Instruction: Transcribe every one of the records below line for line, with no change to any word or character.
start
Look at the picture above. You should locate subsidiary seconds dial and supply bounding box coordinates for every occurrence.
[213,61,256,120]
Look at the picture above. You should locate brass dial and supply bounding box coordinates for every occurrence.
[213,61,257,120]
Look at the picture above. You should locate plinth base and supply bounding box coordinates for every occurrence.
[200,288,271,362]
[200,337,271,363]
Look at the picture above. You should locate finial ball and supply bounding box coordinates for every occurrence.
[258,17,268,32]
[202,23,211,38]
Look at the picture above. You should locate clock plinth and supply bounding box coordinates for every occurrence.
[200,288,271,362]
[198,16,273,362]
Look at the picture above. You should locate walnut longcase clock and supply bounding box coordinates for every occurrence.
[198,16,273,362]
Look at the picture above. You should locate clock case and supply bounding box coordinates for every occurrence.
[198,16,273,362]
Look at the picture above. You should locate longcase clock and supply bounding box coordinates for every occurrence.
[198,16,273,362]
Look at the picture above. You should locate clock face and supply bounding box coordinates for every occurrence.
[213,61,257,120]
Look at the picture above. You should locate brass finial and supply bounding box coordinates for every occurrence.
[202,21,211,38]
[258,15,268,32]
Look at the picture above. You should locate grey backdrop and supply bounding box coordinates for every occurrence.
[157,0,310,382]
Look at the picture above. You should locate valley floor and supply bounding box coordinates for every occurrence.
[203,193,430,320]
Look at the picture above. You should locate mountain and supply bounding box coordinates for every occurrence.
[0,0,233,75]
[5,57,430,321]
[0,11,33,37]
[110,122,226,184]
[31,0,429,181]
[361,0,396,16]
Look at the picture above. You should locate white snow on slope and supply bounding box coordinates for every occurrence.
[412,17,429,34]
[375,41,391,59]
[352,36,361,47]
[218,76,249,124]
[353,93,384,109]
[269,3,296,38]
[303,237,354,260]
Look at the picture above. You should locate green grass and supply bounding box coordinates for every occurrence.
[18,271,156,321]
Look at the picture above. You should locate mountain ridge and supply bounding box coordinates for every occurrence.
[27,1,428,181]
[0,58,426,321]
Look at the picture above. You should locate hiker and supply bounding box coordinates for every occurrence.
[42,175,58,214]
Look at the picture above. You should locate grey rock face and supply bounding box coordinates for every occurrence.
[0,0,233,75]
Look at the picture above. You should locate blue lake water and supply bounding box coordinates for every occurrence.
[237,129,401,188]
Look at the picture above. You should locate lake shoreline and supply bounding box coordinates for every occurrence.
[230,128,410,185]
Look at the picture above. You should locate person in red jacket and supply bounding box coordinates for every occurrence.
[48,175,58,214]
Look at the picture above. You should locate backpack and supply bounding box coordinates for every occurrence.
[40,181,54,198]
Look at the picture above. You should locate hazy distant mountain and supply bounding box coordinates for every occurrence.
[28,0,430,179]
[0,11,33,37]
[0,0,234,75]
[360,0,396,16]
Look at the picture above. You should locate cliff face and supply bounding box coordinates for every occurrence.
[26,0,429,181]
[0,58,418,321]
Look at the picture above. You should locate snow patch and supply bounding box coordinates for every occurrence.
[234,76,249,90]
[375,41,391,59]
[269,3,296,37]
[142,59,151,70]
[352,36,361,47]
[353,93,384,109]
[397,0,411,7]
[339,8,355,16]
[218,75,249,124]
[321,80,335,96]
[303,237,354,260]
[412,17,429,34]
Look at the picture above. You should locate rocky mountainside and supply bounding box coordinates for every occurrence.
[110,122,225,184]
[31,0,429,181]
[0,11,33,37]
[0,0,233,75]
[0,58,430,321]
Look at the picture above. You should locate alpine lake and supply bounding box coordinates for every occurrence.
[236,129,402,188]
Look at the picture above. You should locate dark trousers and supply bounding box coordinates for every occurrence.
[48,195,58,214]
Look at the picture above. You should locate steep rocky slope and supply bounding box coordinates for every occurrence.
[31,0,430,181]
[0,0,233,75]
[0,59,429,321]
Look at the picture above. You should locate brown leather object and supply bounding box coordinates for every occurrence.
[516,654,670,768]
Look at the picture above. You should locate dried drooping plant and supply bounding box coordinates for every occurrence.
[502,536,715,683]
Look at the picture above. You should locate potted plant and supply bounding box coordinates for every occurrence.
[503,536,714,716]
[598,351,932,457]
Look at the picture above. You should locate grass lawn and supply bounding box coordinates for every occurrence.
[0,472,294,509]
end
Result of the exercise:
Look at the picture above. You should locate subsidiary seconds dial and supply bounding box coordinates for every occurrence.
[213,61,256,120]
Look at the picture above. You should locate brass dial and supply bounding box coordinates for every occurrence.
[213,61,257,120]
Look at the picture above. You should locate plinth base and supply bounding box coordinates for every occurrence.
[200,288,271,362]
[200,337,271,363]
Look at the picture above. You should locate finial ball and supply bounding box coordinates for every occurrence.
[258,17,268,32]
[202,23,211,38]
Look at the picture above. You should locate clock plinth and supply bounding box coordinates for every occurrence.
[200,288,271,362]
[198,16,273,362]
Look at the picture above. You should locate walnut longcase clock and supply bounding box coordinates for every occurrence.
[198,16,273,362]
Look at the picture above. You should locate clock case and supply bounding box coordinates for every occurrence.
[198,16,273,362]
Look at the picture above. You should locate longcase clock and supply bounding box coordinates for every occurrence.
[198,16,273,362]
Look at the picture above. You should locate clock face and supply bounding box coordinates for every occurrence.
[213,61,257,120]
Look at the picture above. You should locate brass finial and supply bounding box coordinates for every occurrence.
[202,21,211,38]
[258,15,268,32]
Look at the picture above. You should locate grey backdrop and supply bounding box coordinates for every occurrence.
[157,0,310,382]
Look at the picture above. You should locate valley floor and supply bounding box coordinates for every occurrence.
[203,193,430,320]
Look at the picture above. You should locate mountain and supply bounding box coordinates for every occurrence.
[0,0,233,75]
[5,57,430,321]
[0,11,33,37]
[110,122,226,184]
[31,0,429,181]
[361,0,396,16]
Look at the picture above. You should locate white snow on slope and supply bounding box coordinates for every occurrence.
[412,17,429,34]
[375,41,391,59]
[352,36,361,47]
[218,76,249,124]
[353,93,384,109]
[269,3,296,38]
[303,237,354,260]
Look at the picture above. You should locate green grass and supply bounding box coordinates for every occurrence.
[18,271,156,321]
Look at the picture above. You should locate mountain ridge and supply bounding box coordinates for every occurrence.
[27,1,428,181]
[0,58,426,321]
Look at the picture above. You should locate hiker and supply bounding box coordinates for every occurrence.
[42,175,58,214]
Look at the picture above. You should locate grey rock face and supply bounding box coordinates for every occurrence.
[0,0,233,75]
Look at the picture above. You should locate blue lake water and supply bounding box coordinates for every occurrence.
[237,129,401,188]
Look at the picture above. You should locate lake shoreline and supply bounding box coordinates for every occurrence.
[230,128,410,185]
Look at the picture above. You should locate person in red jacket and supply bounding box coordinates for every occurrence.
[48,175,58,214]
Look at the picture above. You should locate backpack and supply bounding box coordinates for every occurrence.
[40,181,54,198]
Look at the picture above. You should locate hazy distant mountain and supply bounding box coordinates for every occurrence.
[28,0,430,179]
[0,11,33,37]
[0,0,234,75]
[360,0,396,16]
Look at the picture above. You should locate cliff face and supply bounding box coordinates for every occurrence.
[26,0,429,181]
[0,58,418,321]
Look at the picture above. You should locate snow patch and supply bounding box coordinates for every occurrence.
[234,76,249,90]
[375,41,391,59]
[269,3,296,37]
[142,59,151,70]
[352,36,361,47]
[353,93,384,109]
[397,0,411,7]
[339,8,355,16]
[218,75,249,124]
[321,80,335,96]
[303,237,354,260]
[412,17,429,34]
Look at the picture above. You should locate rocky mountainside and supply bounding box coordinates for every occurrence.
[110,122,225,184]
[31,0,429,181]
[0,11,33,37]
[0,0,233,75]
[0,58,430,321]
Look at the picture above. You should locate alpine lake and supply bounding box coordinates for every occurrence.
[236,129,402,188]
Look at the picture above. You should locate dark trousers and supply bounding box coordinates for every occurrence.
[48,195,58,214]
Look at the picture above. You should locate steep rocky slope and supply bounding box coordinates for every occurrence.
[31,0,430,181]
[0,0,233,75]
[0,59,429,321]
Look at the picture above. You should locate brown leather object and supply bounding box coordinates for every occurrence.
[516,654,670,768]
Look at the picture above. You should locate dried drooping plant and supply bounding box coordinates for every occurrence.
[502,536,715,683]
Look at the picture above. You should locate potted plant and supply bounding box coordinates for every occurrence.
[503,536,714,716]
[598,351,932,457]
Look at the picture above. You should locate grass lawn and supply bounding box coordinates for every occurrence.
[0,472,294,509]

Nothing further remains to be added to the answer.